### Your instructions:
Report each line below that carries the word "locomotive".

### Entries provided:
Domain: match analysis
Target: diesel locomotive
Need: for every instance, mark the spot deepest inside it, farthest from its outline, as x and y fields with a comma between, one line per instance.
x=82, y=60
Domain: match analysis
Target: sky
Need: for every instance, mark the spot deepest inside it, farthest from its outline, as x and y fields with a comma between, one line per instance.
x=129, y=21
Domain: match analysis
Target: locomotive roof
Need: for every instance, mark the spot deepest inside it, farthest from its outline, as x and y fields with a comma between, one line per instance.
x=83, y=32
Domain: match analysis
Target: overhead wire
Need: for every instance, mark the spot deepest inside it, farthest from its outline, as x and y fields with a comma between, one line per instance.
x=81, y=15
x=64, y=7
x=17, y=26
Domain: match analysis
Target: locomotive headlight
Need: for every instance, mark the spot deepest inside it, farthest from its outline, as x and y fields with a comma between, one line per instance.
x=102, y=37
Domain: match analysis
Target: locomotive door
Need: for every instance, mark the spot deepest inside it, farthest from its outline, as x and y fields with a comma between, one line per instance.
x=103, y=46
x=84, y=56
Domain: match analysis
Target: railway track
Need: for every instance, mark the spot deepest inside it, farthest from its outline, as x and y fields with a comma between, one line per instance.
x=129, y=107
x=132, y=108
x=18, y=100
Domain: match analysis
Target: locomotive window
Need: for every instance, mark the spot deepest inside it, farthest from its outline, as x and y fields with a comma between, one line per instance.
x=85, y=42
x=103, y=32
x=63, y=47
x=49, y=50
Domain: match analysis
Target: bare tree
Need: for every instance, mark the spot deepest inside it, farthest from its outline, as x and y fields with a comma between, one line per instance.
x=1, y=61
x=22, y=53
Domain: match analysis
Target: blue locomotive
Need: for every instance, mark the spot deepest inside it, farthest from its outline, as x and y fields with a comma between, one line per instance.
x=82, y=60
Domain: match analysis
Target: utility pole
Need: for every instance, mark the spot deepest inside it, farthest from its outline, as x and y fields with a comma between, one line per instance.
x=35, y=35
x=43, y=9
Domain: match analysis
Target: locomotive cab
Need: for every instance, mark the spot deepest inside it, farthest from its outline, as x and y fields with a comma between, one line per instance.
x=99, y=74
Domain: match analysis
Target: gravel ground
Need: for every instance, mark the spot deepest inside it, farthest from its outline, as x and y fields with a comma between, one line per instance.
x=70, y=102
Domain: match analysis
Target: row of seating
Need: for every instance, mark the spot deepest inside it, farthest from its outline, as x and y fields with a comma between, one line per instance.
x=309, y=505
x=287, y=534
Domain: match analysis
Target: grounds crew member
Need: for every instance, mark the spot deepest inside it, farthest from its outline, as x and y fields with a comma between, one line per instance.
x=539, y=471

### Answer area:
Target: diesel locomotive
Target: locomotive roof
Target: locomotive headlight
Target: locomotive door
Target: locomotive window
Target: blue locomotive
Target: locomotive cab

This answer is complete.